**Directions:**
Will you repeat all of the rows below word for word?

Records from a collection
__________

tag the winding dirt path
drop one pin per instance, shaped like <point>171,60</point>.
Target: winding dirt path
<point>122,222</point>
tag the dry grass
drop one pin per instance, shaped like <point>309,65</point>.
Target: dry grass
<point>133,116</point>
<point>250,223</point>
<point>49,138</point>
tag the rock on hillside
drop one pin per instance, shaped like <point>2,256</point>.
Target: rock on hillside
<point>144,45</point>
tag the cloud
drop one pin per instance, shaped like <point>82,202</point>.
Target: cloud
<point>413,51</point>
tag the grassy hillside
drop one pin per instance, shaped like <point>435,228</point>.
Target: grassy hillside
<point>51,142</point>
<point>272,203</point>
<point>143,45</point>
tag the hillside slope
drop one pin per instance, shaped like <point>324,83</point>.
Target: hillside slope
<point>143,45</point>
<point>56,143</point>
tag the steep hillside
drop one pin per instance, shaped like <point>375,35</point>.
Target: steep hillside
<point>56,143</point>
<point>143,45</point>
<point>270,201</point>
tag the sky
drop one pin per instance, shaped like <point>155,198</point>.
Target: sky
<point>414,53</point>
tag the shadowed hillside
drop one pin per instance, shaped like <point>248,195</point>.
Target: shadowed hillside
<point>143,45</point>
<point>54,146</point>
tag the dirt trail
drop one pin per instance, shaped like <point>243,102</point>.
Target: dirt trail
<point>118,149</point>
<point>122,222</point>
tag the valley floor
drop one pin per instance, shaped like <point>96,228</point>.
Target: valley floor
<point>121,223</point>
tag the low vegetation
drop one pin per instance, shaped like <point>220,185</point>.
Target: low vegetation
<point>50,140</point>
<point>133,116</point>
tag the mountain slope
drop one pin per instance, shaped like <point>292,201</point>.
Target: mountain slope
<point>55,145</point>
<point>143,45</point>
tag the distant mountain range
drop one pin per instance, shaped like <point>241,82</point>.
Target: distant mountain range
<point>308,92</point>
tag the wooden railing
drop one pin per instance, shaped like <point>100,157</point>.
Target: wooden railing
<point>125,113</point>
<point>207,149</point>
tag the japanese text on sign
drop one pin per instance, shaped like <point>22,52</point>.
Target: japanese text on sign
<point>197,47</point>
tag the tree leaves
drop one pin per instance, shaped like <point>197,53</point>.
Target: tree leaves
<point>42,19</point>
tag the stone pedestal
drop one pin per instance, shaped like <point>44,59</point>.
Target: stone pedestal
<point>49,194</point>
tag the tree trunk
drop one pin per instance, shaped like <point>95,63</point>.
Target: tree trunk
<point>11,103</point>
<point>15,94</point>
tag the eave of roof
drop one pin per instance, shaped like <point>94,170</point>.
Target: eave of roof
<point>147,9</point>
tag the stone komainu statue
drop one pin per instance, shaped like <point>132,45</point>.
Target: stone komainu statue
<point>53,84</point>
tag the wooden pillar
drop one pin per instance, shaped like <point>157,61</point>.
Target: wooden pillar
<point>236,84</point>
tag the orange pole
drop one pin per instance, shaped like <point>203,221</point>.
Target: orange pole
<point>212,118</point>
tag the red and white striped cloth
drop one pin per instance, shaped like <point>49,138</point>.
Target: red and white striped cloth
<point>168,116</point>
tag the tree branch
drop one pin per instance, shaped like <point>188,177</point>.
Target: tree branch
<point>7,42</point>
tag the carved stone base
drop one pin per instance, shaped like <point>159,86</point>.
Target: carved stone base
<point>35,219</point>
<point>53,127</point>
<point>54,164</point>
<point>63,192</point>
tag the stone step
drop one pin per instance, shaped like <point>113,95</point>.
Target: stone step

__________

**Reply to the task:**
tag the winding dirt path
drop one pin per instance, shaped like <point>171,60</point>.
Target: winding dirt path
<point>122,222</point>
tag the dry grass
drop one pin per instance, shaped like <point>309,65</point>.
Target: dry grass
<point>133,116</point>
<point>250,223</point>
<point>49,138</point>
tag the rock on hillside
drop one pin per instance, shaped like <point>2,256</point>.
Target: rock on hillside
<point>144,45</point>
tag the cloud
drop one pin per instance, shaped like <point>82,202</point>.
Target: cloud
<point>413,51</point>
tag the grassy hillside
drop one pin per instance, shaped like <point>435,228</point>.
Target: grassy hillside
<point>51,142</point>
<point>272,203</point>
<point>143,45</point>
tag the hillside slope
drop one pin per instance, shaped like <point>324,83</point>.
Target: hillside slope
<point>143,45</point>
<point>56,143</point>
tag the steep hillside
drop one pin per instance, shaped like <point>375,35</point>.
Target: steep hillside
<point>56,143</point>
<point>143,45</point>
<point>270,201</point>
tag the sky
drop one pin per instance, shaped like <point>155,198</point>.
Target: sky
<point>414,53</point>
tag the shadowed hillside
drop one pin per instance, shaped like <point>248,195</point>.
Target: shadowed hillside
<point>143,45</point>
<point>54,146</point>
tag the dirt trail
drop one pin per instance, shaped like <point>243,102</point>.
Target: dirt trail
<point>118,149</point>
<point>122,222</point>
tag the valley floor
drop one pin per instance, shaped like <point>96,228</point>.
Target: valley floor
<point>121,223</point>
tag the low vegetation
drop one pin per instance, shaped like <point>220,185</point>.
Target: low vegetation
<point>50,140</point>
<point>133,116</point>
tag the mountain slope
drop one pin per instance, shaped like <point>292,201</point>.
Target: mountain slope
<point>55,145</point>
<point>143,45</point>
tag the distant mountain range
drop one pin per instance, shaped like <point>241,82</point>.
Target: distant mountain range
<point>308,92</point>
tag the wooden railing
drop one pin per instance, shaped like <point>100,157</point>.
Target: wooden railing
<point>125,113</point>
<point>207,149</point>
tag the japanese text on sign
drop one pin per instance, shaped like <point>22,52</point>.
Target: japanese text on sign
<point>197,47</point>
tag the tree leaves
drop one pin per instance, shaped like <point>197,53</point>.
Target: tree leaves
<point>42,19</point>
tag the stone pedestal
drop one pin per instance, shaped like <point>44,59</point>.
Target: stone pedestal
<point>49,194</point>
tag the tree trunk
drop one pin per instance, shaped like <point>95,63</point>.
Target: tree trunk
<point>11,103</point>
<point>15,94</point>
tag the eave of roof
drop one pin per instance, shaped like <point>94,170</point>.
Target: eave of roof
<point>147,9</point>
tag the stone komainu statue
drop one pin per instance, shaped like <point>132,45</point>.
Target: stone komainu statue
<point>53,84</point>
tag the wooden pillar
drop one pin per instance, shaped like <point>157,61</point>.
Target: wooden pillar
<point>236,84</point>
tag the orange pole
drop one pin per instance, shaped like <point>203,221</point>.
Target: orange pole
<point>212,118</point>
tag the red and white striped cloth
drop one pin per instance, shaped like <point>49,138</point>.
Target: red and white striped cloth
<point>168,116</point>
tag the tree branch
drop one pin per instance, shaped like <point>188,177</point>.
Target: tree branch
<point>7,42</point>
tag the carved stone base
drop one pin per instance, shaped like <point>159,86</point>.
Target: carved stone base
<point>35,219</point>
<point>53,127</point>
<point>54,164</point>
<point>63,192</point>
tag the stone step
drop one pin per instance, shaped like <point>113,95</point>.
Target: stone step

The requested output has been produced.